_Activity_
The lines to output run from the first line of the entries below through the line containing "Target: rocky riverbank"; copy them exactly and leave out pictures.
^^^^
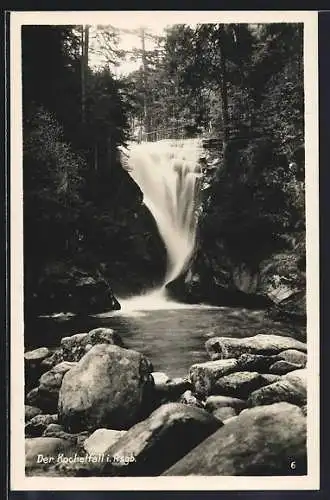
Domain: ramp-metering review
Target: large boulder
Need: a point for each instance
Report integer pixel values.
(239, 385)
(294, 356)
(225, 413)
(109, 387)
(215, 402)
(76, 346)
(49, 386)
(267, 345)
(298, 378)
(283, 390)
(159, 441)
(73, 348)
(255, 362)
(31, 411)
(33, 366)
(282, 367)
(188, 398)
(259, 442)
(101, 440)
(64, 287)
(204, 375)
(36, 426)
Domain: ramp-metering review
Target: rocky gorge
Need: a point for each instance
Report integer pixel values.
(95, 408)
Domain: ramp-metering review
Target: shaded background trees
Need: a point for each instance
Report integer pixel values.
(239, 86)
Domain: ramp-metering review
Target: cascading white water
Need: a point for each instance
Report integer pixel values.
(168, 174)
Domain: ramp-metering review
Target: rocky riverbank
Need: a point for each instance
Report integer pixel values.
(95, 408)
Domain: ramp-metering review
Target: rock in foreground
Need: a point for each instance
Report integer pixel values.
(267, 345)
(159, 441)
(204, 375)
(109, 387)
(261, 441)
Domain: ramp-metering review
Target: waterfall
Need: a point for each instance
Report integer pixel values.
(168, 174)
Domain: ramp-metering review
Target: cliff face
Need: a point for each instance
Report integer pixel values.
(251, 245)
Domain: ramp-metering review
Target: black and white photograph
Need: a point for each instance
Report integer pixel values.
(164, 219)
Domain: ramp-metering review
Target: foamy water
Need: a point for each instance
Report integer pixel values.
(168, 174)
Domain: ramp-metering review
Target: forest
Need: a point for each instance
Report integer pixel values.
(239, 87)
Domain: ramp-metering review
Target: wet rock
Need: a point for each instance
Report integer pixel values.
(188, 398)
(33, 365)
(101, 440)
(35, 357)
(73, 348)
(297, 378)
(56, 430)
(177, 386)
(259, 442)
(283, 390)
(230, 419)
(224, 413)
(49, 386)
(212, 403)
(269, 378)
(109, 387)
(204, 375)
(32, 397)
(255, 362)
(31, 411)
(36, 426)
(159, 441)
(267, 345)
(53, 360)
(294, 356)
(170, 391)
(46, 447)
(282, 367)
(160, 380)
(238, 385)
(76, 346)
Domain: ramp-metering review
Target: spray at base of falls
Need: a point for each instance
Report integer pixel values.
(168, 174)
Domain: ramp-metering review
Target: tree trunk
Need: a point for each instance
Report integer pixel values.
(84, 66)
(223, 90)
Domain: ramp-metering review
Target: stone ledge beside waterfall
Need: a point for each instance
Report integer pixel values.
(99, 409)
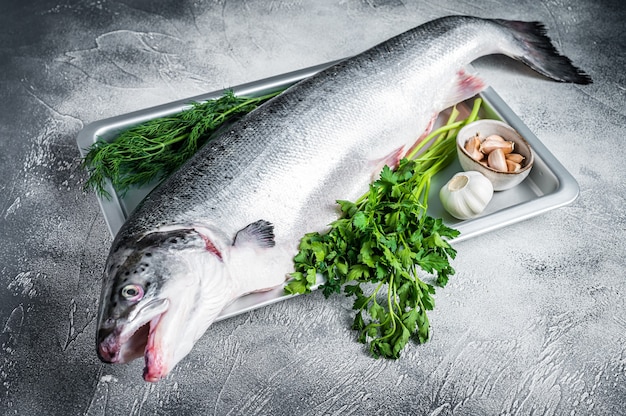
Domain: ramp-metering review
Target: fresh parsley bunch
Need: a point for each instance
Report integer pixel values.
(381, 242)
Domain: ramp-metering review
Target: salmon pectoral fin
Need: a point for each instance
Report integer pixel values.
(259, 233)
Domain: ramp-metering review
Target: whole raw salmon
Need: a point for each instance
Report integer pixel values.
(229, 221)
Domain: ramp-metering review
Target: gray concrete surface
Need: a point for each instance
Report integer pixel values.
(534, 322)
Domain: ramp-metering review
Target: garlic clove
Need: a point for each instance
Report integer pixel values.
(472, 146)
(495, 137)
(497, 161)
(489, 145)
(515, 157)
(466, 194)
(513, 166)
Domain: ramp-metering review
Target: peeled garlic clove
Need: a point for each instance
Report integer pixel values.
(514, 157)
(489, 145)
(472, 146)
(466, 194)
(495, 137)
(497, 161)
(513, 166)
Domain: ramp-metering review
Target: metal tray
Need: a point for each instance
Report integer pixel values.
(548, 186)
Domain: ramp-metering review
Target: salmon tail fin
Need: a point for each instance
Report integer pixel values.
(541, 55)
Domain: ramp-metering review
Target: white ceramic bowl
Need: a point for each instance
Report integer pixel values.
(500, 180)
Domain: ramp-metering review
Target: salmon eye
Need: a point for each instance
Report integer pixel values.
(132, 293)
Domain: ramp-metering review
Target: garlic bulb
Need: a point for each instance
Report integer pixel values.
(466, 194)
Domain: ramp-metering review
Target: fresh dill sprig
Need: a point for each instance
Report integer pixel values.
(154, 149)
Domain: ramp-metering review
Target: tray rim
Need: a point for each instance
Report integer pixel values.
(566, 192)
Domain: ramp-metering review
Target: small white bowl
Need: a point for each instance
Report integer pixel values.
(500, 180)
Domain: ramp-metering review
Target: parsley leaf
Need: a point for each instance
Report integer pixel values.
(376, 249)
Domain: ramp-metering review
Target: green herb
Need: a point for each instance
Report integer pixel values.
(154, 149)
(374, 251)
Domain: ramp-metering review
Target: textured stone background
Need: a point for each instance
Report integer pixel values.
(533, 323)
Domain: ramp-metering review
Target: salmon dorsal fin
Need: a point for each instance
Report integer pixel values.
(259, 233)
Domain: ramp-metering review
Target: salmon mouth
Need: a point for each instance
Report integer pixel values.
(121, 341)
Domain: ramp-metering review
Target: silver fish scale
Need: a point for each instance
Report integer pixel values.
(322, 139)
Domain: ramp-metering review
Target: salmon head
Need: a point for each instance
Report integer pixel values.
(160, 293)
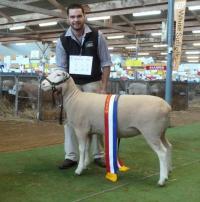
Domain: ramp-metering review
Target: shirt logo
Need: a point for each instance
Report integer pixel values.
(89, 44)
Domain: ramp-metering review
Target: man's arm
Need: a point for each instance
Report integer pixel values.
(105, 78)
(105, 60)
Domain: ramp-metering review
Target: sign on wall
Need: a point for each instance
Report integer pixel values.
(179, 19)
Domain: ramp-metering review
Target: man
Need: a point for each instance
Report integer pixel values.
(83, 52)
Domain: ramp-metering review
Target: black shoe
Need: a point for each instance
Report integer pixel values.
(100, 162)
(67, 163)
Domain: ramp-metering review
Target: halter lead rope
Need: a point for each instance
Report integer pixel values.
(53, 88)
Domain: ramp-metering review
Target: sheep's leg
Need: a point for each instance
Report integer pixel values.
(82, 140)
(161, 151)
(169, 151)
(87, 158)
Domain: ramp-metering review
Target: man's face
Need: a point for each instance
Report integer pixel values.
(76, 19)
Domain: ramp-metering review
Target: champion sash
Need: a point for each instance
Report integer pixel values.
(111, 154)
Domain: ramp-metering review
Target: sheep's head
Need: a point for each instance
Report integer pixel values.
(54, 79)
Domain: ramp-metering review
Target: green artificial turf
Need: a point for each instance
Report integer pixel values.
(33, 176)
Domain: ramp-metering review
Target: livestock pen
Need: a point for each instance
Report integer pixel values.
(184, 94)
(30, 152)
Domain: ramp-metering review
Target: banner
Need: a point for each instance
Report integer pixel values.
(179, 10)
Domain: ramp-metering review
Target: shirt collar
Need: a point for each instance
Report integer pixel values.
(86, 30)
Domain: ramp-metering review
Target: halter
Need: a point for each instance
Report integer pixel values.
(53, 87)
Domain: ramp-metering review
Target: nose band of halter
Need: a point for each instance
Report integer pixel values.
(57, 83)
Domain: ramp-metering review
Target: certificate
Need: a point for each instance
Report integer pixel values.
(80, 64)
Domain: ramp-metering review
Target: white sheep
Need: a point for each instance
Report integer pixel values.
(148, 115)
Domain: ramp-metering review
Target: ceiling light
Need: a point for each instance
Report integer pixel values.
(196, 31)
(146, 13)
(192, 8)
(17, 27)
(196, 44)
(98, 18)
(47, 24)
(20, 44)
(191, 61)
(160, 45)
(115, 37)
(130, 47)
(143, 54)
(192, 57)
(156, 34)
(192, 52)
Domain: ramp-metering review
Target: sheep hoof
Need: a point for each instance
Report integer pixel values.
(78, 171)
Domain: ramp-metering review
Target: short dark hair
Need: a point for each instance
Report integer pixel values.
(74, 6)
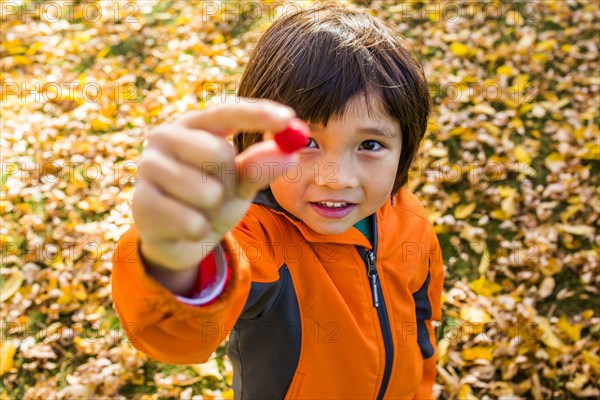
^^^^
_Answer box_
Domain: ramp-metering review
Target: large boulder
Need: a point for each instance
Report integer pixel values.
(239, 385)
(294, 356)
(225, 413)
(109, 387)
(215, 402)
(76, 346)
(49, 386)
(267, 345)
(298, 378)
(283, 390)
(159, 441)
(73, 348)
(255, 362)
(31, 411)
(33, 366)
(282, 367)
(188, 398)
(259, 442)
(101, 440)
(64, 287)
(204, 375)
(36, 426)
Domain: ramp-metering review
Target: rocky gorge
Need: a point for each instance
Report integer pixel values.
(95, 408)
Domain: ramp-metering review
Target: shaded background trees
Need: a point for each instance
Report integer pixel values.
(239, 86)
Domain: ramp-metering review
Target: cascading white water
Need: a point for each instance
Report integer pixel values.
(168, 174)
Domain: ramp-metering review
Target: rocky riverbank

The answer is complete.